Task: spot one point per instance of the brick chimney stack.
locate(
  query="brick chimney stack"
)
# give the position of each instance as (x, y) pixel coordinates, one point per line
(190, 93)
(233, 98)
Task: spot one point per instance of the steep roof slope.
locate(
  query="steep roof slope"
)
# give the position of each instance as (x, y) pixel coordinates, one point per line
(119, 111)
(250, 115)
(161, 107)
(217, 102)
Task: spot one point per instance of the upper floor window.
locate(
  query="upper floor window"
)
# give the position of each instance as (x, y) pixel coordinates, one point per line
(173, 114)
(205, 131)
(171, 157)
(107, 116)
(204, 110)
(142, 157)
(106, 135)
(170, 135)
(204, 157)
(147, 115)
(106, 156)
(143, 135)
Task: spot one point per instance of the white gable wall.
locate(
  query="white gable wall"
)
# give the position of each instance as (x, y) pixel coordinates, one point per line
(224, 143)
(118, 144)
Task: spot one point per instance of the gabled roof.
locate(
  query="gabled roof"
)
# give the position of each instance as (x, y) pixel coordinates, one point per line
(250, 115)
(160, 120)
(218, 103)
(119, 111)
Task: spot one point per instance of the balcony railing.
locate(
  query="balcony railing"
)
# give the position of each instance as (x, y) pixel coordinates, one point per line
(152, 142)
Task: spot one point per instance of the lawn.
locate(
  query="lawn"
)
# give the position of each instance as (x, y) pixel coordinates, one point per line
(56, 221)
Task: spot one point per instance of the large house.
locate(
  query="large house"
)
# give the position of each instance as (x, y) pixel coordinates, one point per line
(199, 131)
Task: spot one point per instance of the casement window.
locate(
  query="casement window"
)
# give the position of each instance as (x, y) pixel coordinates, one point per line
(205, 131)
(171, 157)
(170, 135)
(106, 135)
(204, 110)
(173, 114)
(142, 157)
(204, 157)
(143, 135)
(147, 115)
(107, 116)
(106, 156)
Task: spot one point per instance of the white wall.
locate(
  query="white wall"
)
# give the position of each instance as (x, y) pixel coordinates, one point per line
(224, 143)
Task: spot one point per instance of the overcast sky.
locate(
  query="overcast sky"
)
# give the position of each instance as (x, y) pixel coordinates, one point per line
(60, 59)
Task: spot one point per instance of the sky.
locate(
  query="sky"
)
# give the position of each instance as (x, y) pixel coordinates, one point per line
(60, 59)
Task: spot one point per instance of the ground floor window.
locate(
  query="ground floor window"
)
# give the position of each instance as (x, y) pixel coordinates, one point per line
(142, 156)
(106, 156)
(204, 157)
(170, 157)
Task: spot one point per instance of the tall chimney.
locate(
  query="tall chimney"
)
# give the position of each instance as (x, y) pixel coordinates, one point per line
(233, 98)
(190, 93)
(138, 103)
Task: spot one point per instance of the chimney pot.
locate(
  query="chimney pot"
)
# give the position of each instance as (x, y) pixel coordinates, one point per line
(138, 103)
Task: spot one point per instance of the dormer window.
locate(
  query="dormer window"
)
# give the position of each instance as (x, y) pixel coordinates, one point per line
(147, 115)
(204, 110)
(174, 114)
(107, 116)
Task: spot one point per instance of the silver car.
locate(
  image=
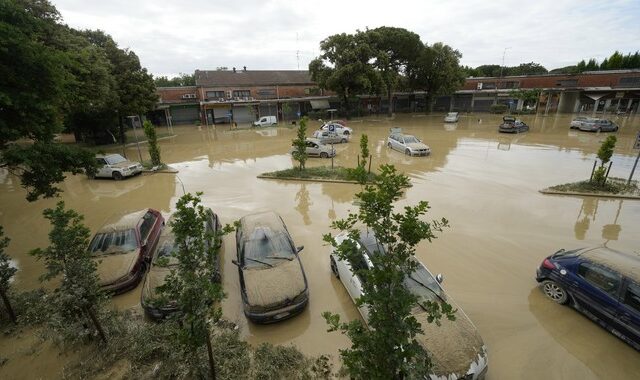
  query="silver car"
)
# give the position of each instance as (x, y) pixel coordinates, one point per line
(456, 348)
(317, 149)
(117, 167)
(408, 144)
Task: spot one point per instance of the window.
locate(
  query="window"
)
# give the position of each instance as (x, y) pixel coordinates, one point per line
(632, 296)
(148, 221)
(241, 93)
(215, 94)
(600, 277)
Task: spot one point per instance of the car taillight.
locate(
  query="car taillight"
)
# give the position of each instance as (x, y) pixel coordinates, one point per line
(548, 264)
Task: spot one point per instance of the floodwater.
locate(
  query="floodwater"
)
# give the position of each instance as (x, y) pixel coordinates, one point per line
(484, 182)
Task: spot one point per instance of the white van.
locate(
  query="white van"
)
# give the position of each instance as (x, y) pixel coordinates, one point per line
(265, 121)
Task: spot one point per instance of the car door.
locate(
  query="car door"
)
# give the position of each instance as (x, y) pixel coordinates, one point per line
(629, 311)
(596, 290)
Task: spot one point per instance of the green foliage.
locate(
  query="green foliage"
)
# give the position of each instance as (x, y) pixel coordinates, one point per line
(300, 144)
(78, 296)
(152, 140)
(374, 352)
(179, 81)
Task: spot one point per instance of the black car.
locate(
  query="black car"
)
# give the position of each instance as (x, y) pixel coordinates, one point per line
(272, 280)
(512, 125)
(600, 282)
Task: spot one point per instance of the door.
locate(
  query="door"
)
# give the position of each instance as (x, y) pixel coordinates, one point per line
(629, 312)
(596, 290)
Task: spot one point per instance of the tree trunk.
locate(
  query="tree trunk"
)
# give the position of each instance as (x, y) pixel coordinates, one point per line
(7, 305)
(212, 364)
(96, 323)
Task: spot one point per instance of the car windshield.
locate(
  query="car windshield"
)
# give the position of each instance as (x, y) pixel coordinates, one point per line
(264, 246)
(115, 159)
(410, 140)
(106, 243)
(422, 284)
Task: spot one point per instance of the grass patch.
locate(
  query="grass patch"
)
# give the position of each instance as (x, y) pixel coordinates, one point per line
(616, 186)
(322, 172)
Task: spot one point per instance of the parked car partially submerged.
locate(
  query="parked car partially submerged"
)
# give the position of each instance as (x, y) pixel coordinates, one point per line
(272, 281)
(122, 248)
(408, 144)
(512, 125)
(452, 117)
(456, 348)
(330, 137)
(164, 260)
(315, 148)
(117, 167)
(602, 283)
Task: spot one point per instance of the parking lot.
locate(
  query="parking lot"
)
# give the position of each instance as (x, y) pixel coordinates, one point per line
(485, 183)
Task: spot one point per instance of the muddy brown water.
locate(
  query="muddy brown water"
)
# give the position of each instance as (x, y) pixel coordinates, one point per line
(484, 182)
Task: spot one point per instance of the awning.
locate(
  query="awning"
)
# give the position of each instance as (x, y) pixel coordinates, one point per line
(319, 104)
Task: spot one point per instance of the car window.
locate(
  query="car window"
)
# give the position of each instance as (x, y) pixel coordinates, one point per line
(148, 221)
(632, 296)
(600, 277)
(113, 242)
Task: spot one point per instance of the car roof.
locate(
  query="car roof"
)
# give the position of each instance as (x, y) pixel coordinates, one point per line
(627, 264)
(120, 222)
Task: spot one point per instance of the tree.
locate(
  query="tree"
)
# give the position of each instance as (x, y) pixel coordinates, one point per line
(6, 273)
(436, 70)
(37, 87)
(300, 144)
(374, 351)
(191, 285)
(604, 154)
(68, 261)
(393, 50)
(152, 140)
(344, 67)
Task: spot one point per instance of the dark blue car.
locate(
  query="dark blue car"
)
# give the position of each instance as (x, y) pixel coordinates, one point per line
(602, 283)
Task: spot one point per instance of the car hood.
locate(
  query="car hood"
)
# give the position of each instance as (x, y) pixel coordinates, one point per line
(417, 146)
(270, 287)
(455, 347)
(114, 266)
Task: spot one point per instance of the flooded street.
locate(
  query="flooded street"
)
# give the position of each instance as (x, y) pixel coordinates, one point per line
(485, 183)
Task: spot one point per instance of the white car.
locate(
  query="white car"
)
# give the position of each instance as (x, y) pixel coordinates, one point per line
(338, 128)
(408, 144)
(452, 117)
(456, 348)
(117, 167)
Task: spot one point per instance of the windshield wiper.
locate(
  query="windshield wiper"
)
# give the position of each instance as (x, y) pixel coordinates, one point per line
(280, 257)
(258, 261)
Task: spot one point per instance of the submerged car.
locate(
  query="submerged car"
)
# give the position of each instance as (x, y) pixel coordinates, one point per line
(512, 125)
(117, 167)
(408, 144)
(164, 260)
(272, 281)
(452, 117)
(330, 137)
(602, 283)
(456, 349)
(598, 125)
(315, 148)
(123, 247)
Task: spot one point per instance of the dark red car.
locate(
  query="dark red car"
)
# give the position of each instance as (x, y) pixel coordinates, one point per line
(123, 247)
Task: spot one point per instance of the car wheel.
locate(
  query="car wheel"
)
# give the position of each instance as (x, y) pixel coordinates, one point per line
(334, 267)
(554, 291)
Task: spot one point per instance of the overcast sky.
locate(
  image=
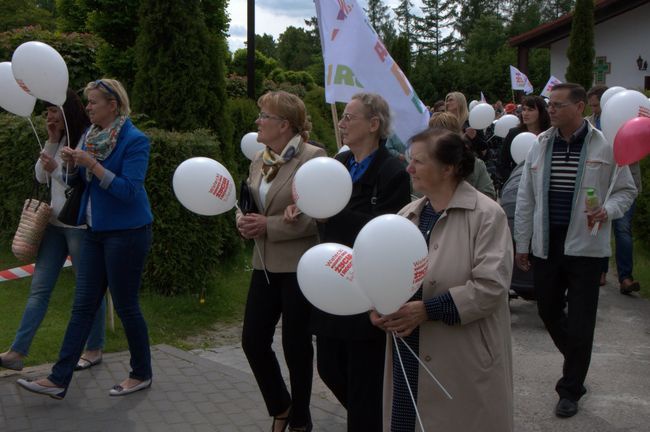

___

TASK STATEMENT: Give only the number of lines in the entries above that contain the string "window". Case counts.

REPLY: 12